:: Input records ::
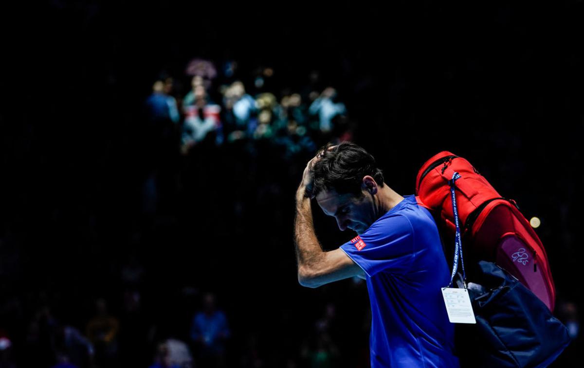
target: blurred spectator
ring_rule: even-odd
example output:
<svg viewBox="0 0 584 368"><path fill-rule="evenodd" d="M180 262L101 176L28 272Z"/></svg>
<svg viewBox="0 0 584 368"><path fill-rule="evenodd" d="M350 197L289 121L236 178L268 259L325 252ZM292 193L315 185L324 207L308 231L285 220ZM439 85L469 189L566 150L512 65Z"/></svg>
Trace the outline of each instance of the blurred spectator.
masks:
<svg viewBox="0 0 584 368"><path fill-rule="evenodd" d="M191 79L190 85L190 90L189 91L189 93L187 93L186 96L185 96L185 98L183 99L182 108L183 112L186 111L187 108L189 106L192 106L195 104L195 103L197 101L195 91L197 90L197 87L203 87L203 89L206 92L207 91L207 88L205 87L203 77L200 75L195 75Z"/></svg>
<svg viewBox="0 0 584 368"><path fill-rule="evenodd" d="M230 334L225 314L217 309L215 296L205 295L203 309L194 315L190 330L190 338L198 351L197 361L206 367L224 366L225 342Z"/></svg>
<svg viewBox="0 0 584 368"><path fill-rule="evenodd" d="M185 125L182 132L182 152L186 153L193 146L207 139L215 144L223 142L221 124L219 118L221 107L209 103L207 92L202 85L194 89L194 101L185 107Z"/></svg>
<svg viewBox="0 0 584 368"><path fill-rule="evenodd" d="M278 106L276 96L272 93L262 93L256 99L256 107L259 112L256 126L251 126L250 130L253 132L253 138L271 138L274 135L276 120L274 110Z"/></svg>
<svg viewBox="0 0 584 368"><path fill-rule="evenodd" d="M87 337L95 347L95 360L100 366L113 365L117 355L119 322L107 313L105 300L96 302L96 314L87 324Z"/></svg>
<svg viewBox="0 0 584 368"><path fill-rule="evenodd" d="M170 338L166 340L168 349L168 359L171 365L176 365L180 368L190 368L193 366L193 356L188 345L177 339Z"/></svg>
<svg viewBox="0 0 584 368"><path fill-rule="evenodd" d="M223 105L226 131L230 141L241 139L250 133L250 127L255 126L255 100L245 93L244 83L234 82L224 91Z"/></svg>
<svg viewBox="0 0 584 368"><path fill-rule="evenodd" d="M217 69L213 63L204 59L195 58L191 60L187 65L186 71L187 75L200 77L202 85L206 90L211 87L212 80L217 75Z"/></svg>
<svg viewBox="0 0 584 368"><path fill-rule="evenodd" d="M72 326L60 326L53 338L53 349L57 356L57 367L91 367L93 365L93 346Z"/></svg>
<svg viewBox="0 0 584 368"><path fill-rule="evenodd" d="M169 94L172 89L172 78L154 82L152 94L146 100L148 115L152 120L170 120L175 124L179 122L180 116L176 100Z"/></svg>
<svg viewBox="0 0 584 368"><path fill-rule="evenodd" d="M16 365L12 360L12 342L8 337L0 332L0 368L16 368Z"/></svg>
<svg viewBox="0 0 584 368"><path fill-rule="evenodd" d="M345 104L338 102L337 97L336 90L332 87L327 87L308 108L309 114L318 114L319 128L323 133L328 133L332 130L332 120L335 117L346 114Z"/></svg>
<svg viewBox="0 0 584 368"><path fill-rule="evenodd" d="M150 366L150 368L180 368L180 366L171 362L168 346L166 342L163 342L158 344L156 356L154 358L154 364Z"/></svg>

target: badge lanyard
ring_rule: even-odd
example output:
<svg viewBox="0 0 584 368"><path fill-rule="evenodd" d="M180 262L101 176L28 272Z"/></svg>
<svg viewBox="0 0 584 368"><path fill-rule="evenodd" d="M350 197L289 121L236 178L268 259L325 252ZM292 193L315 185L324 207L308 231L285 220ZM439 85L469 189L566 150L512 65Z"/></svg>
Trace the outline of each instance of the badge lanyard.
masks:
<svg viewBox="0 0 584 368"><path fill-rule="evenodd" d="M463 260L463 243L460 239L460 224L458 221L458 209L456 206L456 196L454 195L454 188L456 185L454 182L461 177L458 173L454 173L452 175L452 179L448 181L448 184L450 186L450 195L452 198L452 212L454 214L454 224L456 225L456 236L454 242L454 261L452 265L452 274L450 275L450 283L448 284L448 288L452 286L452 282L456 275L456 271L458 269L458 255L460 256L460 264L463 267L463 283L464 284L464 288L467 288L467 274L464 271L464 261Z"/></svg>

:: Stated goal ::
Reproduce these lines in full, but swap every "blurred spectator" for "seated spectator" and change nothing else. Leave the pictures out.

:: The answer ::
target: seated spectator
ring_rule: even-odd
example output:
<svg viewBox="0 0 584 368"><path fill-rule="evenodd" d="M180 262L101 176L28 272Z"/></svg>
<svg viewBox="0 0 584 368"><path fill-rule="evenodd" d="M350 197L289 121L236 178L268 259L325 252ZM292 193L315 185L324 207L308 231L285 220ZM439 85L469 189L566 150L512 65Z"/></svg>
Trace the outline of each instance of the seated spectator.
masks:
<svg viewBox="0 0 584 368"><path fill-rule="evenodd" d="M191 79L190 85L190 90L189 91L189 93L187 93L186 96L185 96L185 98L183 99L182 108L183 112L186 111L187 108L189 106L192 106L195 104L195 103L197 101L195 91L197 90L197 87L203 87L203 89L206 92L207 91L207 88L205 87L203 77L200 75L195 75Z"/></svg>
<svg viewBox="0 0 584 368"><path fill-rule="evenodd" d="M230 334L225 314L217 309L215 296L205 295L203 309L194 315L190 330L190 338L198 351L197 361L206 367L224 366L225 342Z"/></svg>
<svg viewBox="0 0 584 368"><path fill-rule="evenodd" d="M185 125L182 132L182 152L186 153L193 146L207 139L215 144L223 142L221 124L219 118L221 107L209 103L207 92L202 85L194 89L194 101L185 107Z"/></svg>
<svg viewBox="0 0 584 368"><path fill-rule="evenodd" d="M278 106L276 96L272 93L262 93L256 99L256 107L259 112L256 126L251 126L250 130L253 132L253 138L271 138L274 135L276 120L274 110Z"/></svg>
<svg viewBox="0 0 584 368"><path fill-rule="evenodd" d="M87 337L95 347L95 360L100 366L113 365L117 355L119 322L107 313L105 300L96 302L96 314L87 324Z"/></svg>
<svg viewBox="0 0 584 368"><path fill-rule="evenodd" d="M170 338L166 340L168 349L168 359L171 365L176 365L180 368L190 368L193 366L193 356L188 345L177 339Z"/></svg>
<svg viewBox="0 0 584 368"><path fill-rule="evenodd" d="M223 105L226 131L230 141L241 139L250 133L250 127L255 126L255 100L245 93L244 83L234 82L224 91Z"/></svg>
<svg viewBox="0 0 584 368"><path fill-rule="evenodd" d="M217 69L213 63L204 59L195 58L191 60L187 65L186 71L187 75L200 77L202 85L206 90L211 87L212 80L217 75Z"/></svg>
<svg viewBox="0 0 584 368"><path fill-rule="evenodd" d="M72 326L60 326L53 338L53 349L57 356L57 367L91 367L93 365L93 346Z"/></svg>
<svg viewBox="0 0 584 368"><path fill-rule="evenodd" d="M169 94L172 89L172 78L154 82L152 94L146 100L148 115L152 120L170 120L175 124L179 122L180 116L176 100Z"/></svg>
<svg viewBox="0 0 584 368"><path fill-rule="evenodd" d="M16 365L12 360L12 342L8 337L0 332L0 368L16 368Z"/></svg>
<svg viewBox="0 0 584 368"><path fill-rule="evenodd" d="M345 104L338 102L337 97L336 90L332 87L327 87L308 108L309 114L318 114L319 128L323 133L328 133L332 130L332 120L335 117L346 114Z"/></svg>
<svg viewBox="0 0 584 368"><path fill-rule="evenodd" d="M150 366L150 368L180 368L180 366L171 362L168 346L166 342L163 342L158 344L156 356L154 358L154 364Z"/></svg>

target: badge lanyard
ring_rule: even-odd
example output:
<svg viewBox="0 0 584 368"><path fill-rule="evenodd" d="M180 262L101 176L28 272Z"/></svg>
<svg viewBox="0 0 584 368"><path fill-rule="evenodd" d="M350 197L289 121L236 178L268 259L325 252ZM292 193L315 185L324 207L308 231L285 220ZM439 85L469 189L566 150L512 65Z"/></svg>
Trace the outline of each instance of the badge lanyard.
masks:
<svg viewBox="0 0 584 368"><path fill-rule="evenodd" d="M463 260L463 243L460 239L460 224L458 221L458 209L456 206L456 196L454 195L454 188L456 185L454 182L461 177L458 173L454 173L452 175L452 179L448 181L448 184L450 186L450 195L452 198L452 212L454 214L454 224L456 225L456 236L454 242L454 261L452 265L452 274L450 275L450 283L448 284L448 288L452 286L452 282L456 275L456 271L458 269L458 255L460 256L460 264L463 267L463 283L464 284L464 288L467 288L467 274L464 271L464 261Z"/></svg>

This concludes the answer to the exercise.